#### SHORT TASK A:
Reproduce the Katrina Elam biography from "Katrina Ruth Elam" to "and recording schedule.".
#### SHORT TASK B:
Using the Katrina Elam biography, mark each statement yes or no and quote the words that decide it: (i) Elam was born in Bray, Oklahoma. (ii) "I Want a Cowboy" peaked at No. 29. (iii) Elam received a publishing contract at the age of 18.
#### SHORT TASK C:
According to the Katrina Elam biography, which record label signed her in 2004?

#### DOCUMENT SECTION:
---

Katrina Ruth Elam (born December 12, 1983) is an American country music singer and songwriter. Signed to Universal South Records in 2004, she released her self-titled debut album that year, charting in the Billboard Hot Country Singles & Tracks (now Hot Country Songs) with the No. 29 "No End in Sight" and the No. 59 "I Want a Cowboy". A third single, "Love Is", peaked at No. 47 from an unreleased second album Turn Me Up. Elam left the label in 2008.

Early life
Elam was born in Bray, Oklahoma, population 1,035. She performed in a 4-H talent show at the age of 9. In 1998, she was named female vocalist of the year by the Oklahoma Country Music Association and the Oklahoma Opry now the Rodeo Opry. Elam received a publishing contract at the age of 16. In her senior year of high school, her mother home schooled her because of her busy writing and recording schedule.

---

#### SUPPLIED INFORMATION:

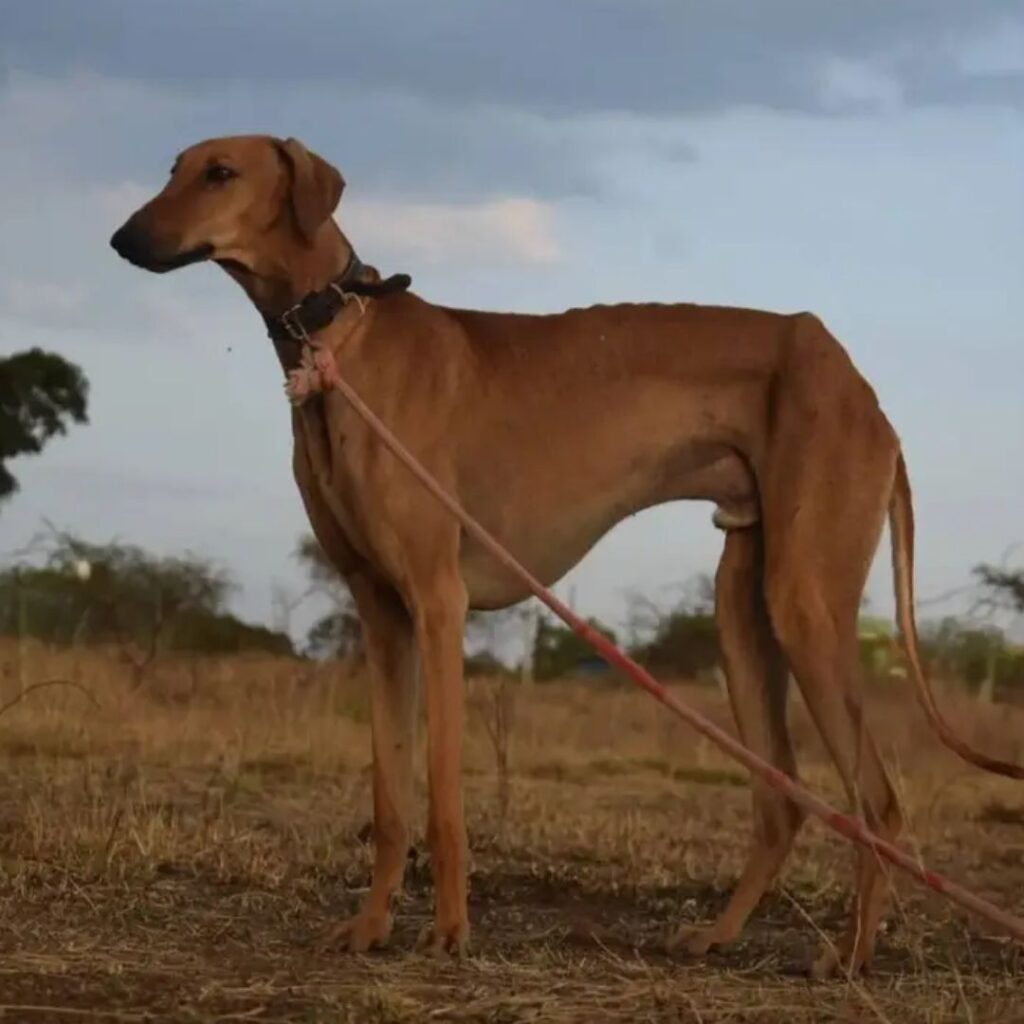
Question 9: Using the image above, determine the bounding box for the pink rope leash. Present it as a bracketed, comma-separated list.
[331, 373, 1024, 943]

---

#### RIGHT ANSWER A:
Katrina Ruth Elam (born December 12, 1983) is an American country music singer and songwriter. Signed to Universal South Records in 2004, she released her self-titled debut album that year, charting in the Billboard Hot Country Singles & Tracks (now Hot Country Songs) with the No. 29 "No End in Sight" and the No. 59 "I Want a Cowboy". A third single, "Love Is", peaked at No. 47 from an unreleased second album Turn Me Up. Elam left the label in 2008.

Early life
Elam was born in Bray, Oklahoma, population 1,035. She performed in a 4-H talent show at the age of 9. In 1998, she was named female vocalist of the year by the Oklahoma Country Music Association and the Oklahoma Opry now the Rodeo Opry. Elam received a publishing contract at the age of 16. In her senior year of high school, her mother home schooled her because of her busy writing and recording schedule.

#### RIGHT ANSWER B:
(i) Yes: "Elam was born in Bray, Oklahoma"
(ii) No: "the No. 59 "I Want a Cowboy""
(iii) No: "Elam received a publishing contract at the age of 16"

#### RIGHT ANSWER C:
Universal South Records.